WORK INSTRUCTIONS
Output each line of the items below as a numbered list, omitting any blank lines.

++++++++++

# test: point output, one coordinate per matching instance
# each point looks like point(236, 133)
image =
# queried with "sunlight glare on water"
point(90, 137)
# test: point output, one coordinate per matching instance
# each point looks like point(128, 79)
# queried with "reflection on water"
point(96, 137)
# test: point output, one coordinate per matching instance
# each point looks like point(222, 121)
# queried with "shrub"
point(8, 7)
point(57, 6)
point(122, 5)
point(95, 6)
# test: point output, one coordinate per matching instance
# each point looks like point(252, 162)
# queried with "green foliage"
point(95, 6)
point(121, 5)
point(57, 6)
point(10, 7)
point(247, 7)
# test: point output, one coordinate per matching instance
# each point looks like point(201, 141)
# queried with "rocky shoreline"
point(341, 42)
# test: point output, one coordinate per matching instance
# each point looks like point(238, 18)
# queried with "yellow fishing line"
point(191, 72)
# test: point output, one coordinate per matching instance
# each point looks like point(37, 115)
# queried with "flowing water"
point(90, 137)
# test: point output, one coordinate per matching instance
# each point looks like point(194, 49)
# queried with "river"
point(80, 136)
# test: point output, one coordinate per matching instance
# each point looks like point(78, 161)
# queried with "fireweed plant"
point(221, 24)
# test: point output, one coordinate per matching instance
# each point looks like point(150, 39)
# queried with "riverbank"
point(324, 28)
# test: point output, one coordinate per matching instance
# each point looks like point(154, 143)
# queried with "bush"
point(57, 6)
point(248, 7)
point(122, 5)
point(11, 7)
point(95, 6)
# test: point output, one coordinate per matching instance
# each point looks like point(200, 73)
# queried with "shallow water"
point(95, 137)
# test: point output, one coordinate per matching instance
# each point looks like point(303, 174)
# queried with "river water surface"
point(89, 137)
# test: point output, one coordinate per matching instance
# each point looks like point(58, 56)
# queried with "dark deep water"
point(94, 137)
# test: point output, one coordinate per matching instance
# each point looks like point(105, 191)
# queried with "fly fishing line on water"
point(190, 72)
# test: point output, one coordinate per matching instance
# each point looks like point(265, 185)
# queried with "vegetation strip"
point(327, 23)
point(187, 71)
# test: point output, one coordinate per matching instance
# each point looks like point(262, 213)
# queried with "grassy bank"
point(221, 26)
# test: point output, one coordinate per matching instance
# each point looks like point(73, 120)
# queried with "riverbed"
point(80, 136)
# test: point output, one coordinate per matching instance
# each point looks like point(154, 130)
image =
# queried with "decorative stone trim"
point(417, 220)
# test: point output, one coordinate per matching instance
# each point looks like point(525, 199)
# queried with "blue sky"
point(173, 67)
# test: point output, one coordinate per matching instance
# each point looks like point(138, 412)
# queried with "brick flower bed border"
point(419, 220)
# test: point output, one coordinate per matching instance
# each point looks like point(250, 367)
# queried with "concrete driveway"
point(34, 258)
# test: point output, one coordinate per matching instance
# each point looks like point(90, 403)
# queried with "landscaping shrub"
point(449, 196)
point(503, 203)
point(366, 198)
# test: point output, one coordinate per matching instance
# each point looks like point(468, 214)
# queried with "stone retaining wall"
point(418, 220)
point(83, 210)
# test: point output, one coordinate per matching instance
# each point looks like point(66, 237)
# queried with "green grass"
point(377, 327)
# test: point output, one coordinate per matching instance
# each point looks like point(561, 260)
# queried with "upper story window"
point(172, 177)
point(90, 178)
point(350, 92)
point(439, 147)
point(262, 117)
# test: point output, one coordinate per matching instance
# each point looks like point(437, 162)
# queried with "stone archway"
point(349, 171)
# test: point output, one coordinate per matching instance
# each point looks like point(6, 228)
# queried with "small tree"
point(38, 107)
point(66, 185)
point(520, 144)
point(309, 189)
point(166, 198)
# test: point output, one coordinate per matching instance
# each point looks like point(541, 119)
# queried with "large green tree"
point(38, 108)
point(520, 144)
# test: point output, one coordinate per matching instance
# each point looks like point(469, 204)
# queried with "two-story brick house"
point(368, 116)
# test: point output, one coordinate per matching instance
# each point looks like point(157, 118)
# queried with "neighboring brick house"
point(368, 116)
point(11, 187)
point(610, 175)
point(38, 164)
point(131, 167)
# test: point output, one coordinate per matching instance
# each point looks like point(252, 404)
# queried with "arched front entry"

++++++++++

TASK SOLUTION
1. # test: point output, one coordinate per matching instance
2. # each point looks like point(236, 133)
3. image =
4. # queried with "sunlight glare on water"
5. point(90, 137)
6. # test: point output, one coordinate per matching instance
7. # each point looks like point(128, 79)
8. # queried with "reflection on water"
9. point(96, 137)
10. # test: point output, one coordinate per matching instance
11. # each point looks like point(222, 121)
12. # queried with "shrub"
13. point(8, 7)
14. point(57, 6)
15. point(122, 5)
16. point(95, 6)
17. # test: point output, one coordinate per matching instance
18. # each point looks like point(252, 162)
19. # queried with "green foliage"
20. point(95, 6)
21. point(121, 5)
22. point(57, 6)
23. point(10, 7)
24. point(247, 7)
25. # test: point output, one coordinate per matching instance
26. # each point looks like point(201, 141)
27. # queried with "rocky shoreline"
28. point(341, 42)
29. # test: point output, one coordinate per matching instance
30. # each point looks like point(238, 18)
31. # queried with "yellow fishing line"
32. point(191, 72)
33. # test: point output, one coordinate per matching instance
34. # each point looks like point(37, 115)
35. # queried with "flowing water"
36. point(90, 137)
37. # test: point output, one coordinate per matching instance
38. # each point looks like point(194, 49)
39. # queried with "river"
40. point(80, 136)
41. # test: point output, one coordinate per matching instance
42. # each point looks like point(78, 161)
43. # queried with "fireweed plant"
44. point(221, 24)
45. # test: point output, one coordinate per matching instance
46. # each point looks like point(150, 39)
47. # queried with "riverbank"
48. point(324, 28)
49. # test: point output, one coordinate per matching instance
50. # each point looks like point(154, 143)
51. # queried with "bush"
52. point(57, 6)
53. point(248, 7)
54. point(122, 5)
55. point(11, 7)
56. point(95, 6)
57. # test: point output, one coordinate per matching instance
58. # each point looks like point(200, 73)
59. # queried with "shallow water"
60. point(95, 137)
61. # test: point output, one coordinate per matching instance
62. # each point looks like point(303, 174)
63. # queried with "river water surface"
64. point(89, 137)
65. # test: point output, one coordinate per matching instance
66. # each point looks like point(58, 56)
67. # queried with "dark deep water"
68. point(94, 137)
69. # test: point output, one coordinate per matching instance
70. # each point looks like point(105, 191)
71. # queried with "fly fishing line on water"
72. point(190, 72)
73. # test: point output, one coordinate per matching instance
74. # each point looks like point(265, 185)
75. # queried with "vegetation strip"
76. point(327, 23)
77. point(187, 71)
78. # test: point output, one coordinate per matching instance
79. # each point looks like point(262, 213)
80. # queried with "grassy bank"
81. point(221, 26)
82. # test: point output, one coordinate per matching instance
83. # each point looks like point(73, 120)
84. # queried with "riverbed"
85. point(80, 136)
86. # test: point output, one coordinate per matching instance
87. # each point looks like point(154, 130)
88. image =
89. # queried with "decorative stone trim"
90. point(417, 220)
91. # test: point output, one coordinate per matching instance
92. # each point looks like point(525, 199)
93. # queried with "blue sky"
94. point(173, 67)
95. # test: point output, one coordinate per matching instance
96. # each point looks like point(138, 412)
97. # queried with "brick flower bed border"
98. point(419, 220)
99. # test: point output, one coordinate per matching instance
100. # each point looks like point(250, 367)
101. # queried with "concrete driveway"
102. point(34, 258)
103. # test: point output, one coordinate per matching instance
104. # each point looks like point(90, 403)
105. # queried with "landscaping shrub"
106. point(449, 196)
107. point(503, 203)
108. point(366, 198)
109. # test: point output, one coordinate per matching instance
110. # each point looks like point(468, 214)
111. # queried with "stone retaining wall"
112. point(418, 220)
113. point(83, 210)
114. # test: point output, one coordinate per matching instance
115. # each point looks like point(66, 237)
116. # queried with "green grass"
117. point(377, 327)
118. # test: point output, one coordinate per matching instance
119. # each point looks like point(561, 260)
120. # queried with "upper story window"
121. point(172, 177)
122. point(90, 178)
123. point(350, 92)
124. point(439, 147)
125. point(262, 117)
126. # test: point output, one coordinate per matching instance
127. # each point looks like point(437, 162)
128. # queried with "stone archway"
129. point(349, 171)
130. # test: point output, one coordinate per matching instance
131. # each point looks like point(6, 228)
132. # queried with "small tree"
133. point(38, 107)
134. point(66, 185)
135. point(520, 144)
136. point(309, 189)
137. point(166, 198)
138. # test: point output, one coordinate per matching instance
139. # each point looks like point(541, 119)
140. # queried with "large green tree"
141. point(38, 108)
142. point(520, 144)
143. # test: point output, one coordinate per matching instance
144. # each point looks like point(469, 204)
145. # queried with "two-story brick house"
146. point(368, 116)
147. # test: point output, one coordinate per matching instance
148. # each point looks like point(157, 118)
149. # queried with "neighboring brick house"
150. point(368, 116)
151. point(11, 187)
152. point(610, 175)
153. point(38, 164)
154. point(131, 167)
155. # test: point output, one coordinate per matching instance
156. # each point looks like point(252, 404)
157. # queried with "arched front entry"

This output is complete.